*** Passage ***

F1 Reaction Time Test

Simulate the iconic Formula 1 race-start sequence. Five red lights illuminate one by one — the moment they go out, hit the button as fast as you can. Can you beat 200ms like a real F1 driver?

Race Start Lights
★ Best
Press Start to begin

How It Works

The F1 reaction time test simulates the exact light sequence used at every Formula 1 race weekend. Five red lights illuminate one by one over roughly two seconds, then go out simultaneously after a random delay (between 0.2 and 3 seconds after the last light). The moment all lights go dark — that's your trigger. Click as fast as possible.

A typical F1 driver reacts in 180–220 ms. The average human reaction time is around 250–300 ms. Anything under 150 ms on this test is likely an anticipation (false start) — just like a jump-start penalty in real F1. Your best score is saved locally so you can track improvement over time.

Reaction time is trainable. Regular practice, good sleep, hydration, and minimising distractions can meaningfully improve your reflexes. Use this test as a daily benchmark.

F1 Reaction Time Ratings

Time Rating
Under 150 msJump Start ⛔ (anticipation detected)
150–200 ms🏆 F1 Driver Level
200–250 ms⚡ Exceptional
250–300 ms✅ Above Average
300–400 ms👍 Average Human
400 ms+🔄 Keep Practising

Frequently Asked Questions

🏎️ How fast do real F1 drivers react?
Real Formula 1 drivers typically clock 180–220 ms at race starts. The very fastest on record sit around 180 ms. If you get under 200 ms on this test — genuinely impressive. You're in the same ballpark as the fastest athletes on the planet.
Why is under 150 ms flagged as a Jump Start?

*** End of Passage ***
*** Data shown ***

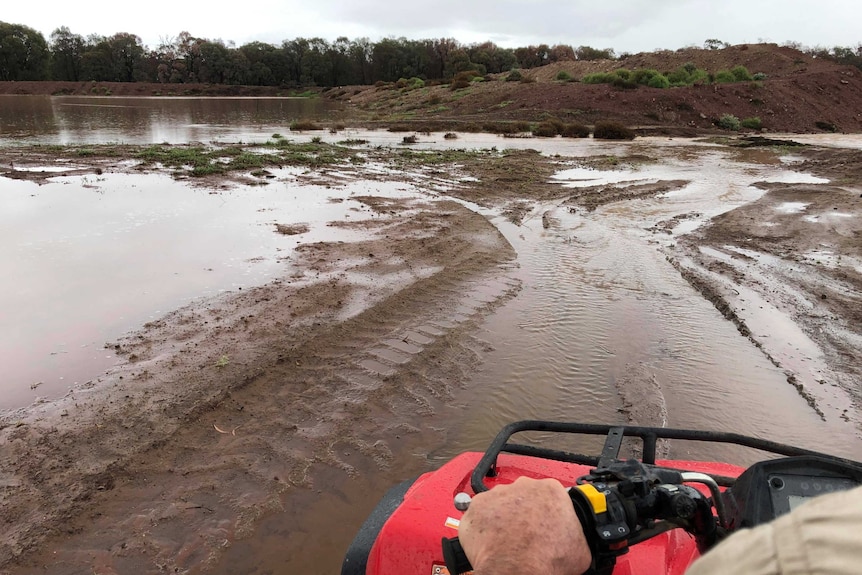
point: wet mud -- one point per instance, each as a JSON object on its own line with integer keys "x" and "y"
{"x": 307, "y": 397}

*** End of Data shown ***
*** Data shown ***

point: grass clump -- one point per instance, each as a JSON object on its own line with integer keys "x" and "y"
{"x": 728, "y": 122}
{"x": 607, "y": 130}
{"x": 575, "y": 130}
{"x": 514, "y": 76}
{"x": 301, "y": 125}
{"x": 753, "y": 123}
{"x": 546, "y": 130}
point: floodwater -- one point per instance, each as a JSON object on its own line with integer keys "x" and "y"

*** End of Data shown ***

[Activity list]
**A.** According to the F1 reaction time page, what is the average human reaction time?
**B.** Write the next part of the F1 reaction time page, beginning after its final line.
The lines above are not required for this work.

[Results in order]
**A.** It is around 250–300 ms.

**B.**
The human nervous system physically can't process a visual signal and fire a full motor response in under ~100–150 ms — it's a hard biological limit. So if your time is under 150 ms, you almost certainly pressed before consciously seeing the lights go out. In real F1, that penalty is a drive-through. Here, it's just a gentle nudge to wait a little longer! 😄
📈 Can I actually get faster with practice?
Yes! Reaction time is a trainable skill. Regular practice, proper sleep, staying hydrated, and cutting distractions all help. Most people shave 20–40 ms off their average within a few weeks of consistent daily testing. Pro esports players and racing drivers dedicate training sessions specifically to this.
🎯 How accurate is this browser-based test?
Pretty accurate — this test uses performance.now() which gives sub-millisecond timing resolution. The main variables are your monitor's refresh rate and hardware latency (screen + mouse/keyboard). Most setups add ~5–15 ms of unavoidable overhead, so treat your score as a relative benchmark rather than an absolute ground-truth time. Compare your own runs against each other!
📱 Does it work on mobile?
Absolutely — just tap the button the moment the lights go out. Touch latency on modern phones is very low (often under 10 ms). You might notice slightly different scores compared to a desktop mouse, but it's a totally valid and fun way to test your reflexes on the go.